WHAT TO DO: What lines below hold the string "frame"? Copy them all.

┏━━

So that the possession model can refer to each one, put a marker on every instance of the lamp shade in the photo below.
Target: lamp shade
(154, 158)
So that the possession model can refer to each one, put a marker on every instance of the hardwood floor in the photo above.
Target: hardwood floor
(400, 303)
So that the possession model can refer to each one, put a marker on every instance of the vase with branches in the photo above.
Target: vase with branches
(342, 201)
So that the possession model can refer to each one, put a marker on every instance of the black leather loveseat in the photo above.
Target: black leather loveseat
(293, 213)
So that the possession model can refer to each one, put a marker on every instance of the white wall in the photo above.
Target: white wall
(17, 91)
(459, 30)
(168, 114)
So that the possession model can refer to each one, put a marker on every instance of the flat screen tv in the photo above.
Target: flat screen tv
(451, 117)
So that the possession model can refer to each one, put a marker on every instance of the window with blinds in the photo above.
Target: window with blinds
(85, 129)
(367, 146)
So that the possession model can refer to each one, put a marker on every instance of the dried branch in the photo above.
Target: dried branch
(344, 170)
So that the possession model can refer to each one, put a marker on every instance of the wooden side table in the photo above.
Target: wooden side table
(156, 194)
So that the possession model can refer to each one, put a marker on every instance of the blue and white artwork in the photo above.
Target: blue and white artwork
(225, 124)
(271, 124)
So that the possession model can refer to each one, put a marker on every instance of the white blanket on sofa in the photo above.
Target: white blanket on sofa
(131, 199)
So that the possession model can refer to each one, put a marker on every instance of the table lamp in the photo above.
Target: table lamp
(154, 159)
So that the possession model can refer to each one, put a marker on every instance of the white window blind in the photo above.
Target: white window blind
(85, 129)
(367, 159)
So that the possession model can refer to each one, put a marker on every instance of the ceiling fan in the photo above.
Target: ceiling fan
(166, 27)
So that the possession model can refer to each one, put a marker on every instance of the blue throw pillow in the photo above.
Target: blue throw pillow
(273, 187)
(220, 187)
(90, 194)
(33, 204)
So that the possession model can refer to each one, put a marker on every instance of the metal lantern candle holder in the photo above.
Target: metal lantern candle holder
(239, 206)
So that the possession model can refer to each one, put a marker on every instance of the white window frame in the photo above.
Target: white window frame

┗━━

RESPONSE BELOW:
So that the possession model can refer to each one, put a marker on every instance of the white window frame in the photo above.
Target: white window frame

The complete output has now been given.